— begin —

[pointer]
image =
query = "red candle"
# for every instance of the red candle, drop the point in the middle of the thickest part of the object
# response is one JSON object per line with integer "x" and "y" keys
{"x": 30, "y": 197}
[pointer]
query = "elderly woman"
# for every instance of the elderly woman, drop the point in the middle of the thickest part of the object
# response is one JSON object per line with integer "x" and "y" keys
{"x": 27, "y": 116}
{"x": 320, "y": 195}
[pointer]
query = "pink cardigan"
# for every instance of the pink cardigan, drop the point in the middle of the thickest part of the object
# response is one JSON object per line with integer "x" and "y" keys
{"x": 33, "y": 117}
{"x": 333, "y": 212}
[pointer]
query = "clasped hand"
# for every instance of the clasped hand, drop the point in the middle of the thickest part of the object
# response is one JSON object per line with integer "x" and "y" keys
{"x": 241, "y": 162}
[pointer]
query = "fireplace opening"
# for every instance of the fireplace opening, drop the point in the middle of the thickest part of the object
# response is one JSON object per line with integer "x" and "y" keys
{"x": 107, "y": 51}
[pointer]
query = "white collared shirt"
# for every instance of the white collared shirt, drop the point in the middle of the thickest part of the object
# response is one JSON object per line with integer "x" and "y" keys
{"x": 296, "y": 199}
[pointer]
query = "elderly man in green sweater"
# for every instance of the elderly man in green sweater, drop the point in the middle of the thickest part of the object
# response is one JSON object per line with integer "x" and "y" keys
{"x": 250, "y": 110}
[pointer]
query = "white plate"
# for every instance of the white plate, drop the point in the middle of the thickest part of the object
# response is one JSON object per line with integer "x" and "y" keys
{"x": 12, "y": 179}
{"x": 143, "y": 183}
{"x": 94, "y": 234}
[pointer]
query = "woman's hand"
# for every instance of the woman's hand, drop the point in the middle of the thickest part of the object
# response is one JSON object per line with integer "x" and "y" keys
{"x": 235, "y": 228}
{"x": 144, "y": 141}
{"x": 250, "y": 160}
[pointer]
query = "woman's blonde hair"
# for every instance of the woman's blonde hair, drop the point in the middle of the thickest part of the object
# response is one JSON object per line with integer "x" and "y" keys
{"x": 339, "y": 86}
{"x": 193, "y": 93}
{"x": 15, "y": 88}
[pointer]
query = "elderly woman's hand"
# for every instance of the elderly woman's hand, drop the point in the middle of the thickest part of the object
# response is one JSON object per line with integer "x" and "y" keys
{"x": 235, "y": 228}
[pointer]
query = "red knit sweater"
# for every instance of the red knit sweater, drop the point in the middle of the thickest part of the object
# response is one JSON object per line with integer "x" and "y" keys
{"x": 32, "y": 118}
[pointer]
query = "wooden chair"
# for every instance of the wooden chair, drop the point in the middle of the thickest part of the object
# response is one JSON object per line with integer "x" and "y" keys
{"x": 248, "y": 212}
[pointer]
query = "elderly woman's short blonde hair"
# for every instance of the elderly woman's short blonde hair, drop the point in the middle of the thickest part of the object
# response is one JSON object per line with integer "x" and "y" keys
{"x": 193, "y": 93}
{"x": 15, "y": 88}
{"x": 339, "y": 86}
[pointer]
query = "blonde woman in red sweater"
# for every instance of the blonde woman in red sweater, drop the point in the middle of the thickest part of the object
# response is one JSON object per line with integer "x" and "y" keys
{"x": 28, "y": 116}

— end —

• [Aim]
Print the material once more, exactly.

• [Task result]
[pointer]
image =
query = "red candle"
# for every instance of the red candle, drop the point in the middle of the thickest part of the object
# response is one JSON object per line with integer "x" and "y" keys
{"x": 30, "y": 197}
[pointer]
query = "elderly woman"
# for every instance of the elderly woman, drop the point in the middle of the thickest part of the object
# response is one JSON object per line with integer "x" and "y" keys
{"x": 27, "y": 116}
{"x": 320, "y": 195}
[pointer]
query = "pink cardigan"
# for every instance of the pink cardigan, drop the point in the middle of the thickest part of the object
# response is one JSON object per line with integer "x" and "y" keys
{"x": 33, "y": 117}
{"x": 333, "y": 212}
[pointer]
query = "clasped hand"
# for every instance of the clasped hand, drop the point in the middle of the thickest part of the object
# response is one JSON object per line with integer "x" and "y" keys
{"x": 241, "y": 162}
[pointer]
query = "fireplace opening"
# for every instance of the fireplace opening, drop the point in the middle of the thickest part of the object
# response is one JSON object per line with integer "x" and "y" keys
{"x": 107, "y": 51}
[pointer]
query = "white collared shirt"
# for every instance of the white collared shirt, drop the point in the middle of the thickest part of the object
# response is one JSON object per line with integer "x" and "y" keys
{"x": 296, "y": 199}
[pointer]
query = "elderly man in green sweater"
# for every instance of the elderly man in green sweater, drop the point in the middle of the thickest part of the object
# response is one JSON object per line with integer "x" and "y" keys
{"x": 250, "y": 110}
[pointer]
query = "white plate"
# for every instance of the white plate, drop the point in the middle of the thickest part of the object
# response is one JSON object per line with integer "x" and "y" keys
{"x": 12, "y": 179}
{"x": 143, "y": 183}
{"x": 94, "y": 234}
[pointer]
query = "woman's hand"
# for every instance of the woman's hand, drop the point in the middle of the thickest part of the object
# response is one JSON object per line with integer "x" and "y" keys
{"x": 235, "y": 228}
{"x": 144, "y": 141}
{"x": 250, "y": 160}
[pointer]
query = "woman's blonde hair"
# for every instance of the woman's blonde hair, drop the point in the middle of the thickest part of the object
# response is one JSON object per line with integer "x" and "y" keys
{"x": 339, "y": 86}
{"x": 193, "y": 93}
{"x": 15, "y": 88}
[pointer]
query = "elderly woman's hand"
# for every instance of the elderly woman's hand, drop the point in the middle of the thickest part of the object
# response is one JSON object per line with integer "x" and "y" keys
{"x": 235, "y": 228}
[pointer]
query = "red knit sweater"
# for every instance of the red knit sweater, drop the point in the middle of the thickest part of the object
# response is one JSON object per line with integer "x" and "y" keys
{"x": 32, "y": 118}
[pointer]
query = "wooden chair"
# for every instance of the wooden chair, drop the point in the middle of the thickest part of the object
# response is one JSON object per line with integer "x" and "y" keys
{"x": 248, "y": 212}
[pointer]
query = "elderly woman's short blonde hair"
# for every instance of the elderly woman's short blonde hair, drop the point in the middle of the thickest part of the object
# response is one JSON object per line with integer "x" and "y" keys
{"x": 193, "y": 93}
{"x": 15, "y": 88}
{"x": 339, "y": 86}
[pointer]
query = "blonde woman in red sweater"
# for every instance of the blonde woman in red sweater, drop the point in the middle of the thickest part of the object
# response is one JSON object per line with integer "x" and "y" keys
{"x": 28, "y": 116}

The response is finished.